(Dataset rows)
* begin *

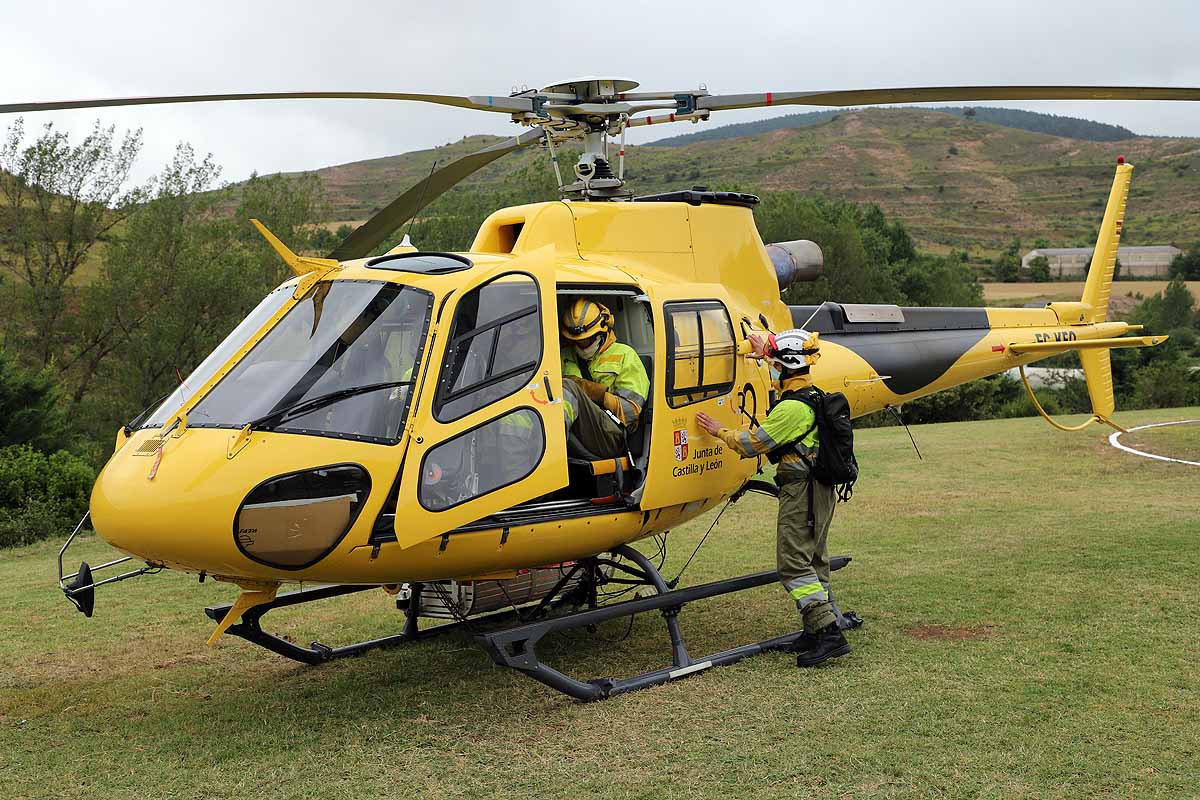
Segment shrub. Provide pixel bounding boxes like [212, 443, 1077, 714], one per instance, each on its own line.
[0, 445, 96, 547]
[0, 498, 67, 548]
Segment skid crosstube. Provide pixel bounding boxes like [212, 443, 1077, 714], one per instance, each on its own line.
[476, 545, 803, 700]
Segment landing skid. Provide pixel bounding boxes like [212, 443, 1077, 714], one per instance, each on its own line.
[475, 545, 863, 700]
[204, 584, 512, 664]
[204, 545, 863, 700]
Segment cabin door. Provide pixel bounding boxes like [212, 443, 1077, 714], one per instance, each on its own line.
[396, 247, 568, 547]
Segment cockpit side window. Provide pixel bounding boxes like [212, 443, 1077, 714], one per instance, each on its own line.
[433, 275, 542, 422]
[140, 283, 293, 428]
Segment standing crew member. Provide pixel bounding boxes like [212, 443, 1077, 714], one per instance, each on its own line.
[562, 297, 650, 458]
[696, 330, 850, 667]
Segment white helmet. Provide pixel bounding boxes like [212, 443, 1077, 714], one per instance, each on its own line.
[767, 327, 821, 369]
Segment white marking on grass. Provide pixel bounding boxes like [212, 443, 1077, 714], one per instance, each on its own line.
[1109, 420, 1200, 467]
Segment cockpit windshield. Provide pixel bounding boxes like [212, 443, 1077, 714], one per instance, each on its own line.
[188, 281, 432, 443]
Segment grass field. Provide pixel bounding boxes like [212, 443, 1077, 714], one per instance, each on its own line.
[0, 409, 1200, 800]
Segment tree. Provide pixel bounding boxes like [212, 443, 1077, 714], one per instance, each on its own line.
[0, 350, 66, 451]
[1156, 277, 1195, 331]
[70, 145, 323, 438]
[0, 120, 145, 367]
[1171, 242, 1200, 281]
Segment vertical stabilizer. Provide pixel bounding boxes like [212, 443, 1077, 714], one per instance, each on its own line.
[1084, 156, 1133, 321]
[1079, 350, 1117, 422]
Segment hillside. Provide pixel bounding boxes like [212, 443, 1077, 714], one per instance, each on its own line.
[649, 106, 1138, 148]
[297, 109, 1200, 254]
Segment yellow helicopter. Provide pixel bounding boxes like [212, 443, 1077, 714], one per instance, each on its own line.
[14, 78, 1185, 699]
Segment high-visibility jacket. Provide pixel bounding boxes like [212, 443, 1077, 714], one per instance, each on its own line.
[716, 377, 820, 480]
[563, 342, 650, 429]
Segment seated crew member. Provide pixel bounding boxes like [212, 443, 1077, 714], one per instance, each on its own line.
[562, 297, 650, 458]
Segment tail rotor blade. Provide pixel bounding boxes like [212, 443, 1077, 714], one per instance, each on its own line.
[329, 127, 546, 261]
[696, 86, 1200, 112]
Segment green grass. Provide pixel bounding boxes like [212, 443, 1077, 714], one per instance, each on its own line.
[0, 409, 1200, 799]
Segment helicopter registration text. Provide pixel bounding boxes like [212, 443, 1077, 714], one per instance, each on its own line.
[1033, 331, 1078, 342]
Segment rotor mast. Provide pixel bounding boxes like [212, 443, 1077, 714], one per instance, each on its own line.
[511, 78, 708, 200]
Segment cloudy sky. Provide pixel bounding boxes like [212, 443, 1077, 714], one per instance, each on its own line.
[0, 0, 1200, 180]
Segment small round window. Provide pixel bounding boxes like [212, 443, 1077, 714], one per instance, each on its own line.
[234, 464, 371, 570]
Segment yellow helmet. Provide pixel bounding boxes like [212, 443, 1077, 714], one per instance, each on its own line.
[562, 297, 612, 342]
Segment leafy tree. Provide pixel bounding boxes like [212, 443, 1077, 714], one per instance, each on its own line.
[1171, 242, 1200, 281]
[895, 255, 983, 306]
[0, 350, 66, 450]
[70, 145, 331, 441]
[0, 120, 145, 367]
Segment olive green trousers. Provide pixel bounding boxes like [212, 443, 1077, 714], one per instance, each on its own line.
[775, 464, 836, 633]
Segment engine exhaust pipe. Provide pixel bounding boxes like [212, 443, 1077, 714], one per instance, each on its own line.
[767, 239, 824, 291]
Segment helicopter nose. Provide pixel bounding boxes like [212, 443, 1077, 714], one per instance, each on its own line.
[91, 429, 371, 578]
[91, 431, 245, 573]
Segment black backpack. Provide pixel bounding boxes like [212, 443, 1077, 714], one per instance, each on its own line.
[780, 386, 858, 503]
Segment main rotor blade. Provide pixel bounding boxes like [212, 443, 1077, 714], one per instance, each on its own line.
[329, 127, 546, 261]
[0, 91, 533, 114]
[696, 86, 1200, 112]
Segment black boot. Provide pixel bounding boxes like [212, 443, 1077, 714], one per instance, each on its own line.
[785, 631, 817, 652]
[796, 622, 850, 667]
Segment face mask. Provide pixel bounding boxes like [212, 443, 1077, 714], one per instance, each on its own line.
[575, 338, 604, 361]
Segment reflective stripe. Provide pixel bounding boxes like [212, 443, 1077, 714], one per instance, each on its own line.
[787, 581, 824, 601]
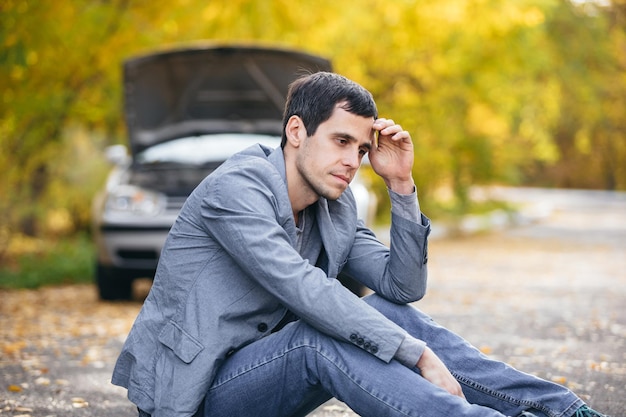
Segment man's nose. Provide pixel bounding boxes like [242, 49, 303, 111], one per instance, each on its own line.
[343, 151, 361, 168]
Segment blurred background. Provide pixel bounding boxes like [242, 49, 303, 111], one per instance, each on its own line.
[0, 0, 626, 288]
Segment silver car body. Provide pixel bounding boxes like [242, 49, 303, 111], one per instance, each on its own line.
[92, 46, 375, 300]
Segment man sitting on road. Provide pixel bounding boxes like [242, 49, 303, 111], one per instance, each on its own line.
[113, 72, 602, 417]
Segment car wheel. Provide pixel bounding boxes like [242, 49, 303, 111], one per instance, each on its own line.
[96, 264, 133, 301]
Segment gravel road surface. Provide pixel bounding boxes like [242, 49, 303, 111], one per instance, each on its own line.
[0, 189, 626, 417]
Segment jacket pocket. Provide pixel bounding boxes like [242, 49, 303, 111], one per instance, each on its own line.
[159, 320, 204, 363]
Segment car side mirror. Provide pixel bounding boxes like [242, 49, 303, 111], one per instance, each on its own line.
[104, 145, 130, 165]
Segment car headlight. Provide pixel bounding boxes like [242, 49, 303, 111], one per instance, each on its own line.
[105, 185, 167, 216]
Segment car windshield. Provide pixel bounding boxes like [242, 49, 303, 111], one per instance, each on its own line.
[135, 133, 280, 165]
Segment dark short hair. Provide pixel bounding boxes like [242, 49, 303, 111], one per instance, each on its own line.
[281, 72, 378, 147]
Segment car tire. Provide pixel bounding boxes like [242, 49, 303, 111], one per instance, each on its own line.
[96, 264, 133, 301]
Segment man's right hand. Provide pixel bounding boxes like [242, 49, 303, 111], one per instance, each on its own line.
[417, 346, 465, 398]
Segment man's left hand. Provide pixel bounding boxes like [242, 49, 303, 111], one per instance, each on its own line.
[369, 118, 415, 194]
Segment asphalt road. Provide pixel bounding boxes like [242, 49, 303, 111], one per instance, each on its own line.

* end *

OBJECTIVE => Copy out the material word for word, from its first line through the line that contains "[396, 247, 568, 547]", and leave the pictures out.

WORKED SOLUTION =>
Segment shrub. Provide pixel bounding boxes like [212, 443, 1077, 714], one per instance, each on its own line.
[0, 445, 96, 547]
[0, 498, 67, 548]
Segment skid crosstube. Provide pixel bounding boxes like [212, 443, 1077, 714], one per instance, each on its own line.
[476, 545, 803, 700]
Segment landing skid. Provide pixel bounding boxes like [212, 443, 1077, 714], one per instance, each on its own line.
[475, 545, 863, 700]
[204, 584, 512, 664]
[204, 545, 863, 700]
Segment cabin door. Provide pixel bounding boxes like [212, 443, 1077, 714], one per instance, each on its own line.
[396, 247, 568, 547]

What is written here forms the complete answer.